**Exercise instructions:**
Word for word, set down the entries that follow.

**Saved entries:**
________

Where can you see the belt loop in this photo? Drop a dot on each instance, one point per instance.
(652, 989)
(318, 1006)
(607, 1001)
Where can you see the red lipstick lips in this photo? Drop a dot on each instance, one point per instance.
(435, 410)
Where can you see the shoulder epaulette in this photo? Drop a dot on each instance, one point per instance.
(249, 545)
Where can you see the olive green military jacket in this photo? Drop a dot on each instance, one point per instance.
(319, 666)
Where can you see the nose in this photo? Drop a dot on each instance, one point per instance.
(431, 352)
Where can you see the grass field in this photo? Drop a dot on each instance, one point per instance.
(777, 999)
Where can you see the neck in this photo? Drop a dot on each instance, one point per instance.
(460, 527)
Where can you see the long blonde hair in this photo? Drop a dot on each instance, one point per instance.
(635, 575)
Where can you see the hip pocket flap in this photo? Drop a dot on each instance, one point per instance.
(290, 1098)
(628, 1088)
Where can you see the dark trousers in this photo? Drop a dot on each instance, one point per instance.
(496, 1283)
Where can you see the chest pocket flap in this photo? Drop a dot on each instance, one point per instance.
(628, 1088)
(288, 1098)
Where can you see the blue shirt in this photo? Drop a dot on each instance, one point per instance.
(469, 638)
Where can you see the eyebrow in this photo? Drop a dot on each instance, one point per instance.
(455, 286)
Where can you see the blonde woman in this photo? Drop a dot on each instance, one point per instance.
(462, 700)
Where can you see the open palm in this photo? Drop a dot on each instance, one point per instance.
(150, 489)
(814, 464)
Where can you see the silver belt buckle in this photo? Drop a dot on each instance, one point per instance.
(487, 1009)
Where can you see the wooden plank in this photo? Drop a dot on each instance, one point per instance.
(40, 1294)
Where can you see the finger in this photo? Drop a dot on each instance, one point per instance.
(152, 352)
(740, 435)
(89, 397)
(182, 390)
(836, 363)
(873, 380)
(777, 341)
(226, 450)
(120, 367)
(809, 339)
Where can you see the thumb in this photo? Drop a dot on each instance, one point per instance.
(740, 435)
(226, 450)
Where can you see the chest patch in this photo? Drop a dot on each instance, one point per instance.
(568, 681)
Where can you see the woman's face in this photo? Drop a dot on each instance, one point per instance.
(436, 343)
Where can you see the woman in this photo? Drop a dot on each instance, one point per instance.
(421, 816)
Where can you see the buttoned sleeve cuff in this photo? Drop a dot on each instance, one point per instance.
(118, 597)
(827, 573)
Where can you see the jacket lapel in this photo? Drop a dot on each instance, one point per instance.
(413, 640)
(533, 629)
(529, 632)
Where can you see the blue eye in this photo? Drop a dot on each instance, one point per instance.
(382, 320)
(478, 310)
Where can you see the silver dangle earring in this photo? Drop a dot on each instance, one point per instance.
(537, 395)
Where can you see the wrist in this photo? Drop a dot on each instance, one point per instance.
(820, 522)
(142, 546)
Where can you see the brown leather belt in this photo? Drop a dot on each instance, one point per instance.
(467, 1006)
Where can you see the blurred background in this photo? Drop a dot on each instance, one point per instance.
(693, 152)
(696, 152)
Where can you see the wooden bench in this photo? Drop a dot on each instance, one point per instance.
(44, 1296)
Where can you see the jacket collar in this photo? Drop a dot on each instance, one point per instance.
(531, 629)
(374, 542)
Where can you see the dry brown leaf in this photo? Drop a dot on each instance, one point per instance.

________

**Task solution:**
Where can you see the belt loop in this photo? Drop a dot on each instance, one point per instance.
(652, 989)
(318, 1006)
(607, 1001)
Where can you see the red lipstick lips in this photo? Drop a dot on each instance, one point per instance.
(435, 410)
Where can you see the shoulder epaulette in this photo? Drop a dot on each instance, one point per instance.
(249, 545)
Where can you see the olive green military jacket in this photo? Drop a dot on each instance, one point per instance.
(319, 666)
Where can you see the nose in this photo? Drop a dot on each instance, one point per instance.
(431, 352)
Where can you see the grass field in this photo? Drop a dot on each instance, one point per instance.
(777, 999)
Where can you see the neck in this photo? Drop a dot on each instance, one point per instance.
(460, 527)
Where can you see the long blonde hair in this photo? Drop a dot on each instance, one point per instance.
(635, 575)
Where can you see the hip pocket flap in this photo? Drop a dot on each instance, one point per instance.
(290, 1098)
(628, 1088)
Where can you see the dark trousers in this photo? Drop a dot on each instance, one point per instance.
(496, 1283)
Where can you see the chest pocket flap in this photo? Drop a dot on each instance, one point per instance.
(628, 1088)
(288, 1098)
Where can you see the blue shirt in this photo? Drop a dot on each instance, one point per instance.
(469, 638)
Where can you see the eyebrow in this photo? Drop a dot on each instance, one point per instance.
(455, 286)
Where can you see the blonde woman in this photo? Drop a dot on each instance, one point per instance.
(462, 700)
Where can you see the open palm in this photo? Drop a dot on each instance, one point per instance.
(150, 489)
(814, 464)
Where can you see the silver belt buckle in this photo? Drop a dot on each instance, one point per instance.
(487, 1009)
Where can you see the wooden plank in this photo? Drop a dot on each instance, one point per instance.
(40, 1294)
Where can you see the finger in this photo? Drop a dot on each instance, one point per instance.
(152, 352)
(740, 435)
(89, 397)
(182, 390)
(836, 363)
(873, 380)
(777, 341)
(226, 450)
(120, 367)
(809, 339)
Where can you see the thumb in this photo? Drop a dot on each instance, one point per instance.
(740, 435)
(226, 450)
Where can you see the chest patch in this photo? Drop a dot on each instance, one point per instance.
(568, 681)
Where can you see the woman's face in this photo? Drop a dot on each instance, one point per instance.
(436, 343)
Where can you see the woman in this photo? Drop a dot on each instance, one point per instance.
(421, 816)
Where can you see the buttoned sleeve cuff in this photo? Drop a dot on each instance, one point per instance.
(118, 597)
(827, 573)
Where can you see the jacket lapel in this photo? Drop a dot on each instance, one point per instance.
(413, 640)
(533, 629)
(529, 632)
Where can you see the blue eye in this photo? Drop a dot on each instance, one point per instance.
(382, 320)
(478, 310)
Where can you see the silver dangle earring in this photo? Drop a dot on each instance, one point per instance.
(537, 395)
Where can you see the wrist in this photo? Drop a dot on each instance, one point per instance.
(820, 522)
(142, 546)
Where can you see the brown leather belt in this photo? Drop a dot on each instance, one point per instance.
(467, 1006)
Where can you see the blurred background in this photo? Drop a dot on each instance, one point per instance.
(693, 152)
(696, 152)
Where can you see the wooden bench in this photo? Drop a dot on each instance, one point per instance.
(44, 1296)
Where can you see the jacket collar in this photo? Drop a dot on each instance, one point per instance.
(531, 629)
(374, 542)
Where can you see the dry brown leaf in this photo? Drop a dot on each instance, one point per instance.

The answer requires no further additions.